**Task description:** Your task is to copy every line of the entries that contains "target".

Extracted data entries
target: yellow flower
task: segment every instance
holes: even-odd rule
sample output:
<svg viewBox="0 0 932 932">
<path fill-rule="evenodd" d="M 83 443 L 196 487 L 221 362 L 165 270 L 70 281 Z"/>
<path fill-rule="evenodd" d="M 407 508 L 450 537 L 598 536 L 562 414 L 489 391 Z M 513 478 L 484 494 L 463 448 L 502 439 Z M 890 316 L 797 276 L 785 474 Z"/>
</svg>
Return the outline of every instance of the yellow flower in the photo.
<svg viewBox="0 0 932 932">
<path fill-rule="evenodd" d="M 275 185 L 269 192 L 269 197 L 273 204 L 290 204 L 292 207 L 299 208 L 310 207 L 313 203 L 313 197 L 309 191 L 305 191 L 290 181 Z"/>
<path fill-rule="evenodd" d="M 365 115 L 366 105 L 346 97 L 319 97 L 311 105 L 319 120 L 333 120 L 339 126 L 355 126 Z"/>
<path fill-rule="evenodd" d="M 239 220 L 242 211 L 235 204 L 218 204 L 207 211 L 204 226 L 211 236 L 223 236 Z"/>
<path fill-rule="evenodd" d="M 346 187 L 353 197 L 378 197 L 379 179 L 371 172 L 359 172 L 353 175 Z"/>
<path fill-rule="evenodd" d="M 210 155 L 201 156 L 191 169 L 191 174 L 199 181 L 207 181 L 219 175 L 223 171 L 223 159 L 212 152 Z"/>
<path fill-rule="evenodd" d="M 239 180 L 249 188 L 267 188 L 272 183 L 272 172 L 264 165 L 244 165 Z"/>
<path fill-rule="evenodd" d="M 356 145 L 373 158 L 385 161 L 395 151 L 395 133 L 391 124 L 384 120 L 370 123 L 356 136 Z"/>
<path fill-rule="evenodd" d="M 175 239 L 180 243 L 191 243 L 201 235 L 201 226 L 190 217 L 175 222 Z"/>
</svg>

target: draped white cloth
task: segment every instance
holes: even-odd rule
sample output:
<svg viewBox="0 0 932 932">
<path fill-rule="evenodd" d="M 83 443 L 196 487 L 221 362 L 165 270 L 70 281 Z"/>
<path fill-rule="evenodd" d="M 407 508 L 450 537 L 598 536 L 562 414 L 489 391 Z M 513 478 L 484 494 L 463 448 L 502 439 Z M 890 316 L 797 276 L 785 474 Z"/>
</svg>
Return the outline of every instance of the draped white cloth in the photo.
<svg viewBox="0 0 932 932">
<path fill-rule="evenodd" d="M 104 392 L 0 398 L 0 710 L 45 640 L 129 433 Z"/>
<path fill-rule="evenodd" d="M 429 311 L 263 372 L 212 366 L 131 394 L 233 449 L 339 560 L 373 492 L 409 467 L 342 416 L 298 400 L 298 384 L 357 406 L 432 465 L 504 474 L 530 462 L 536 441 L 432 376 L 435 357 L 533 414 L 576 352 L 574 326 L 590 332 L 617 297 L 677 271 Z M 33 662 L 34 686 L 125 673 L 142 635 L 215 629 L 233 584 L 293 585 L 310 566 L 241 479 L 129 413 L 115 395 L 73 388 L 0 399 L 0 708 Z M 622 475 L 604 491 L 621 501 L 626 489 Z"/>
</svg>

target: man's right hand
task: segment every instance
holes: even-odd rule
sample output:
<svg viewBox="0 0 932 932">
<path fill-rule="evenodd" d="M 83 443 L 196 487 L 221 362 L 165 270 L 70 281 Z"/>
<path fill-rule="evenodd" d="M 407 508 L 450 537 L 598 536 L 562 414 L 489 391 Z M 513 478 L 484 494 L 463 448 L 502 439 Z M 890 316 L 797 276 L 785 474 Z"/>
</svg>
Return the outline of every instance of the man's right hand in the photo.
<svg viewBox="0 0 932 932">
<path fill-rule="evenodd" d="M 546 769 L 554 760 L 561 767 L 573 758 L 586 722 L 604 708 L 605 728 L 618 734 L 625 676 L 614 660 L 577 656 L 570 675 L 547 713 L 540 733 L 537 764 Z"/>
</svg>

**Reply:**
target: yellow flower
target: draped white cloth
target: man's right hand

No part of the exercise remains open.